START MATERIALS PROVIDED
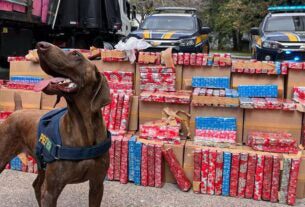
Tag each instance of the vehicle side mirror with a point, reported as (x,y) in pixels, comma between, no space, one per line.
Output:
(254,31)
(205,30)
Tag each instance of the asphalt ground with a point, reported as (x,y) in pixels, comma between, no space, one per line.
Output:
(16,191)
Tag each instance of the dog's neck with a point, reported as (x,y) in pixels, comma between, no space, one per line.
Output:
(83,126)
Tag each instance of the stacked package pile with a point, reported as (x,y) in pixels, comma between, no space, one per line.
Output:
(23,82)
(215,97)
(193,59)
(295,65)
(179,97)
(161,130)
(116,114)
(244,175)
(210,82)
(279,142)
(299,95)
(157,78)
(263,97)
(260,91)
(267,103)
(215,129)
(145,166)
(113,55)
(258,67)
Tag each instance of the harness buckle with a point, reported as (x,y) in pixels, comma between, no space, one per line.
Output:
(57,147)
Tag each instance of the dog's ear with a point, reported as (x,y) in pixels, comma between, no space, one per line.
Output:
(101,96)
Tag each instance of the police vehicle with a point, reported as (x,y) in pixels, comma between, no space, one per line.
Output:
(176,27)
(281,35)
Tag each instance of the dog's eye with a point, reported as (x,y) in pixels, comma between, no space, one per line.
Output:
(75,53)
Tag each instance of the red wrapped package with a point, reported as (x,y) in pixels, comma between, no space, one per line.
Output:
END MATERIALS PROVIDED
* WHAT YOU HAVE TO DO *
Each line from the one with "Tag each instance of the stacked" through the end of the records above should be written out exactly. No other line should appear.

* FINISHED EXERCISE *
Tag each instance of the stacked package pile with a point, reported as (x,y) in pixels, comma between, no space, one per line.
Output:
(23,82)
(215,97)
(193,59)
(295,65)
(179,97)
(161,130)
(116,114)
(244,175)
(210,82)
(279,142)
(299,95)
(157,78)
(263,97)
(260,91)
(267,103)
(215,129)
(145,166)
(113,55)
(258,67)
Tag each instance of the harness buckle with a point, reported as (x,y) in pixels, comma between, no space, one per line.
Output:
(57,147)
Tag each instance of the dog's ear with a point, reported as (x,y) in pixels, comma between, no space, one per line.
Output:
(101,96)
Tag each instance of the police vehicle with a point, reported as (x,y) in pixels, comma between, no space, one per line.
Output:
(176,27)
(281,35)
Tag each instance of the dog's eye with a point, reported as (x,y) in pixels, comma between, no space, one per line.
Output:
(75,53)
Tag each instance of the red wrapped package with a point, reported as (x,y) in pixels, comma between, no space, one per line.
Output:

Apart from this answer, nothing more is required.